**EXERCISE DETAILS**
Return all the entries exactly, keeping pictures out.

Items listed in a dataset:
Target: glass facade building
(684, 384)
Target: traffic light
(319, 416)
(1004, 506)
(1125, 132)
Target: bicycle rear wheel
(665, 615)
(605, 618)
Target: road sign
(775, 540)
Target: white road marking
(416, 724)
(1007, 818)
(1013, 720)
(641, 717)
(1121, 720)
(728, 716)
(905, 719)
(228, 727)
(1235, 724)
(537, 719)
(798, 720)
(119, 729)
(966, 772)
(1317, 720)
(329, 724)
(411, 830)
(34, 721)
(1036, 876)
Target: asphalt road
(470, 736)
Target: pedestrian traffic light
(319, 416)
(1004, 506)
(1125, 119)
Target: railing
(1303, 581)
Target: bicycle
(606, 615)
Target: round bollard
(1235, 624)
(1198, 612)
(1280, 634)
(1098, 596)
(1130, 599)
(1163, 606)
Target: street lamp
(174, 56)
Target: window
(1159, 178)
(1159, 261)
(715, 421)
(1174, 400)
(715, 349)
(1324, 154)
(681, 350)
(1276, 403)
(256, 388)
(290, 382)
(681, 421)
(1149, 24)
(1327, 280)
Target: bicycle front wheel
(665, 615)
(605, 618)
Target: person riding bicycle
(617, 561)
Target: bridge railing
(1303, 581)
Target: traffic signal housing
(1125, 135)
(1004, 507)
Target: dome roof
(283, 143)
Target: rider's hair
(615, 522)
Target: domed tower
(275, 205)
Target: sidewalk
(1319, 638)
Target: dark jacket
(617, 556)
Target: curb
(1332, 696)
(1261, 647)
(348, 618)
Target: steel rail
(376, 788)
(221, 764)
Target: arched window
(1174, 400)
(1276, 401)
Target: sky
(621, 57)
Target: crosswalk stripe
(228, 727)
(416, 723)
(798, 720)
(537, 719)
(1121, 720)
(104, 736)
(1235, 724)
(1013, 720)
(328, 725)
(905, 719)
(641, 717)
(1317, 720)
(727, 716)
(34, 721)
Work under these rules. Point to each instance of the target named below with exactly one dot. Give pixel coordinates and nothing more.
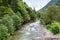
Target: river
(32, 30)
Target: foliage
(51, 14)
(4, 35)
(13, 13)
(54, 27)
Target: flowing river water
(32, 30)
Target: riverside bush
(54, 27)
(4, 35)
(9, 22)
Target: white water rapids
(32, 30)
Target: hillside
(52, 2)
(14, 13)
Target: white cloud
(37, 4)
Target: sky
(37, 4)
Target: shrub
(4, 35)
(9, 22)
(51, 14)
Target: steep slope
(52, 2)
(14, 13)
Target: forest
(15, 13)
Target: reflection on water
(31, 30)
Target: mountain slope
(52, 2)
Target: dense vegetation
(14, 13)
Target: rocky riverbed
(32, 30)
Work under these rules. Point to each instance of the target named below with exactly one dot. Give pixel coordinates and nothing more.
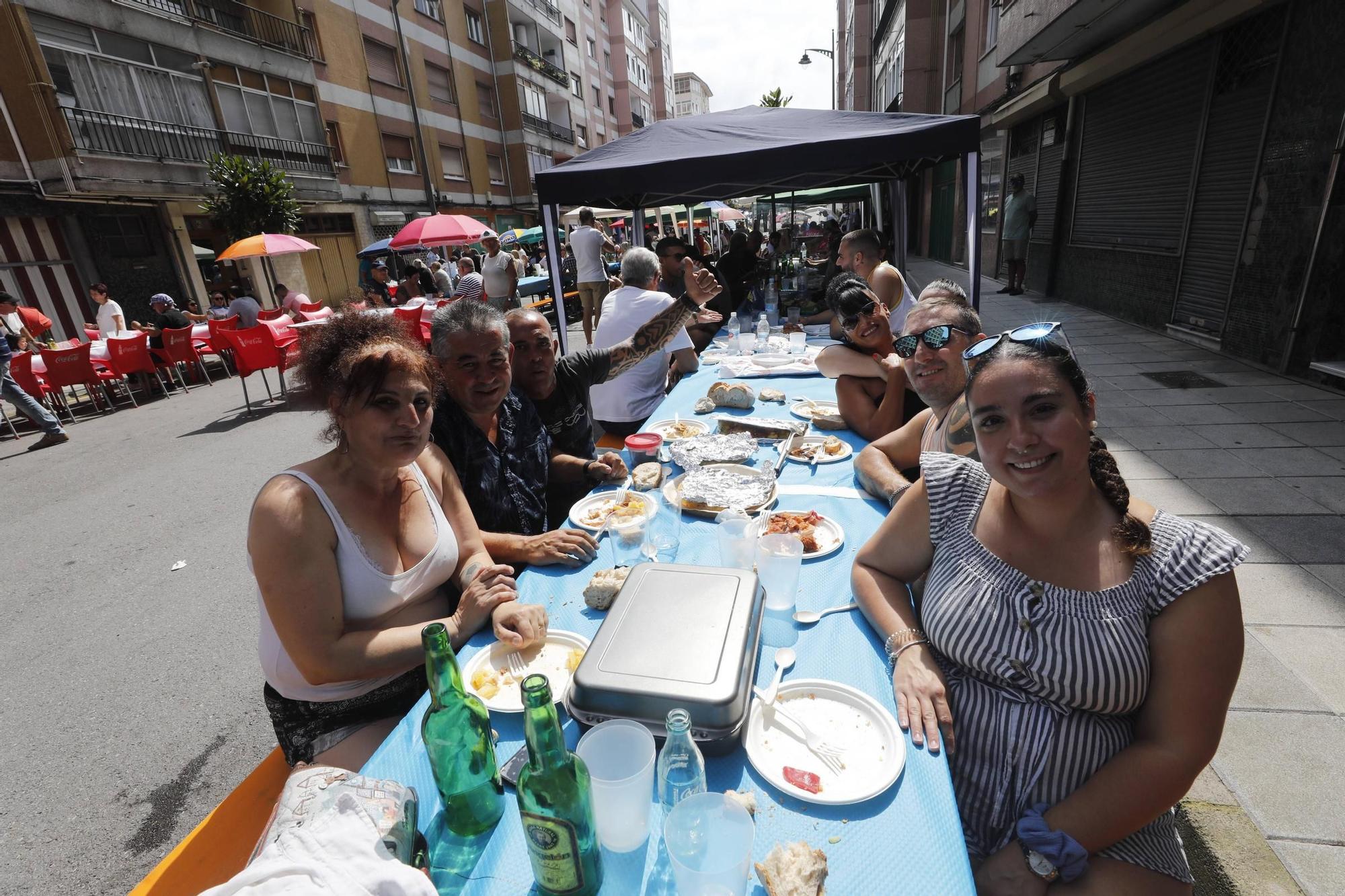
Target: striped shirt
(1046, 682)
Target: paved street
(132, 696)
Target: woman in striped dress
(1086, 697)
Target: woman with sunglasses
(1083, 645)
(871, 405)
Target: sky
(747, 48)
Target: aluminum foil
(712, 450)
(720, 487)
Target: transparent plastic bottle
(681, 764)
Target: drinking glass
(779, 557)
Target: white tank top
(368, 594)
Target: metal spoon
(783, 659)
(809, 616)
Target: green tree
(251, 197)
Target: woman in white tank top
(357, 551)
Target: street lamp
(829, 54)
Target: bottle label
(555, 852)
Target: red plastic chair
(181, 349)
(132, 356)
(72, 368)
(255, 350)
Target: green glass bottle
(555, 802)
(457, 731)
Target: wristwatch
(1040, 865)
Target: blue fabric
(1059, 848)
(910, 834)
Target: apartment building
(692, 95)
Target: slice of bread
(794, 869)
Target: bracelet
(1056, 846)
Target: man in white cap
(500, 274)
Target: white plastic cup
(619, 755)
(709, 842)
(779, 557)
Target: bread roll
(794, 869)
(732, 395)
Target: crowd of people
(1066, 639)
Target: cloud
(747, 48)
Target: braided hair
(1132, 533)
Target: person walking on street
(28, 405)
(1020, 216)
(587, 247)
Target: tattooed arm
(701, 287)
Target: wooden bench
(220, 846)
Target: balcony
(539, 64)
(162, 140)
(244, 21)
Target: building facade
(692, 96)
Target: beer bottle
(457, 731)
(555, 802)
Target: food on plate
(763, 427)
(802, 525)
(732, 395)
(744, 798)
(605, 587)
(621, 509)
(794, 869)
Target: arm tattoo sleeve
(650, 338)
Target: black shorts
(309, 727)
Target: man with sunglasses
(938, 330)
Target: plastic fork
(818, 745)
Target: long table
(909, 840)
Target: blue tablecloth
(909, 840)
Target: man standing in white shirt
(500, 274)
(587, 245)
(623, 404)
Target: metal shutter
(1243, 83)
(1139, 151)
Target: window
(383, 63)
(474, 26)
(451, 162)
(440, 84)
(334, 142)
(486, 100)
(399, 154)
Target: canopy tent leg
(553, 266)
(974, 228)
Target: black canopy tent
(759, 150)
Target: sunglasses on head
(934, 337)
(1030, 333)
(851, 322)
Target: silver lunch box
(677, 635)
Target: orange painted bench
(220, 846)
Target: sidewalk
(1264, 458)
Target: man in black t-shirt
(560, 388)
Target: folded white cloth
(338, 853)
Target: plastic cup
(619, 755)
(779, 557)
(738, 538)
(709, 842)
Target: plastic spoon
(783, 659)
(809, 616)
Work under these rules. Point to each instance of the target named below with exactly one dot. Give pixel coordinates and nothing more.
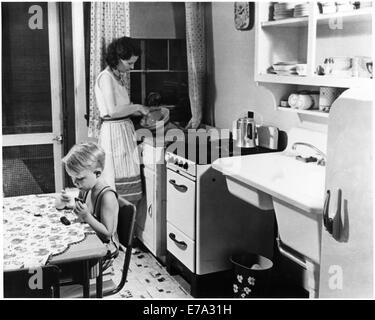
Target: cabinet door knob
(181, 187)
(327, 221)
(181, 244)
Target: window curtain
(196, 56)
(109, 20)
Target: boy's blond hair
(84, 156)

**REPLY TO THE EXERCISE**
Target: glass facade building
(684, 384)
Target: traffic light
(319, 416)
(1004, 506)
(1125, 132)
Target: bicycle rear wheel
(665, 615)
(605, 618)
Target: road sign
(775, 540)
Target: white road marking
(416, 724)
(1007, 818)
(1013, 720)
(641, 717)
(1121, 720)
(728, 716)
(905, 719)
(228, 727)
(1235, 724)
(537, 719)
(798, 720)
(119, 729)
(966, 772)
(1317, 720)
(329, 724)
(411, 830)
(34, 721)
(1036, 876)
Target: asphalt road
(470, 736)
Target: pedestrian traffic light
(319, 416)
(1004, 506)
(1125, 119)
Target: railing
(1303, 581)
Target: bicycle
(606, 615)
Target: round bollard
(1235, 624)
(1198, 612)
(1280, 634)
(1098, 596)
(1130, 599)
(1163, 606)
Target: street lamp
(174, 56)
Target: window
(1159, 178)
(1159, 261)
(715, 421)
(1174, 400)
(715, 349)
(1324, 154)
(681, 350)
(1276, 403)
(256, 388)
(290, 382)
(681, 421)
(1149, 24)
(1327, 280)
Target: bicycle front wheel
(665, 615)
(605, 618)
Target: person riding bicycle
(617, 561)
Target: bridge railing
(1303, 581)
Target: traffic signal housing
(1125, 135)
(1004, 507)
Target: dome roof
(283, 143)
Target: rider's hair
(615, 522)
Target: domed tower
(275, 205)
Target: sidewalk
(1319, 638)
Target: dark jacket
(617, 556)
Target: curb
(1332, 696)
(1261, 647)
(348, 618)
Target: steel rail
(376, 788)
(221, 764)
Target: arched window
(1174, 400)
(1276, 401)
Target: sky
(621, 57)
Target: crosswalk stripe
(228, 727)
(416, 723)
(798, 720)
(537, 719)
(1121, 720)
(104, 736)
(1235, 724)
(1013, 720)
(328, 725)
(905, 719)
(641, 717)
(1317, 720)
(727, 716)
(34, 721)
Work under these rules. Point to each instance of the target named below with exactly one dot. Give pixel coordinates and nothing more.
Target: river
(32, 30)
Target: foliage
(51, 14)
(4, 35)
(13, 13)
(54, 27)
Target: flowing river water
(32, 30)
Target: riverside bush
(54, 27)
(4, 35)
(9, 22)
Target: white water rapids
(32, 30)
Target: hillside
(52, 2)
(14, 13)
Target: white cloud
(37, 4)
Target: sky
(37, 4)
Target: shrub
(4, 35)
(9, 22)
(51, 14)
Target: steep slope
(52, 2)
(14, 13)
Target: forest
(15, 13)
Target: reflection on water
(31, 30)
Target: mountain slope
(52, 2)
Target: dense vegetation
(14, 13)
Target: rocky riverbed
(32, 30)
Work under these rules. Point to each instance of the target named below with exactly one dot. Give pixel coordinates and nothing more.
Target: striped shirt
(1046, 682)
Target: paved street
(132, 696)
Target: woman in striped dress
(1086, 697)
Target: woman with sunglasses
(1083, 645)
(871, 405)
Target: sky
(747, 48)
Target: aluminum foil
(712, 450)
(720, 487)
Target: transparent plastic bottle
(681, 764)
Target: drinking glass
(779, 557)
Target: white tank top
(368, 594)
Target: metal spoon
(783, 659)
(809, 616)
Target: green tree
(251, 197)
Target: woman in white tank top
(357, 551)
Target: street lamp
(829, 54)
Target: bottle label
(555, 852)
Target: red plastic chair
(181, 349)
(132, 356)
(72, 368)
(255, 350)
Target: green glass bottle
(555, 802)
(457, 731)
Target: wristwatch
(1040, 865)
Target: blue fabric
(1059, 848)
(910, 834)
Target: apartment building
(692, 95)
Target: slice of bread
(794, 869)
Target: bracelet
(1056, 846)
Target: man in white cap
(500, 274)
Target: white plastic cup
(619, 755)
(709, 842)
(779, 557)
Target: bread roll
(794, 869)
(732, 395)
Target: crowd of people
(1066, 639)
Target: cloud
(747, 48)
Target: braided hair
(1132, 533)
Target: person walking on street
(28, 405)
(1020, 216)
(587, 247)
Target: tattooed arm
(701, 287)
Target: wooden bench
(220, 846)
Target: balcony
(539, 64)
(162, 140)
(244, 21)
Target: building facade
(692, 96)
Target: beer bottle
(457, 731)
(555, 802)
Target: food on plate
(763, 427)
(802, 525)
(732, 395)
(744, 798)
(605, 587)
(621, 509)
(794, 869)
Target: arm tattoo sleeve
(650, 338)
Target: black shorts
(309, 727)
Target: man with sunglasses
(938, 330)
Target: plastic fork
(818, 745)
Target: long table
(909, 840)
Target: blue tablecloth
(909, 840)
Target: man standing in white shirt
(500, 274)
(587, 245)
(623, 404)
Target: metal shutter
(1243, 83)
(1139, 151)
Target: window
(383, 63)
(474, 26)
(451, 162)
(440, 84)
(334, 142)
(486, 100)
(399, 154)
Target: canopy tent leg
(553, 266)
(974, 228)
Target: black canopy tent
(759, 150)
Target: sunglasses on head
(934, 337)
(1030, 333)
(851, 322)
Target: silver lunch box
(677, 635)
Target: orange painted bench
(220, 846)
Target: sidewalk
(1264, 458)
Target: man in black t-shirt
(560, 388)
Target: folded white cloth
(338, 853)
Target: plastic cup
(619, 755)
(779, 557)
(738, 538)
(709, 842)
Target: plastic spoon
(783, 659)
(809, 616)
Work under these rules. Point to each instance of the target named below with exactly one dot. Give pixel coordinates and nothing more.
Target: cabinet door knob
(181, 187)
(327, 221)
(181, 244)
Target: window curtain
(196, 56)
(109, 20)
Target: boy's blond hair
(84, 156)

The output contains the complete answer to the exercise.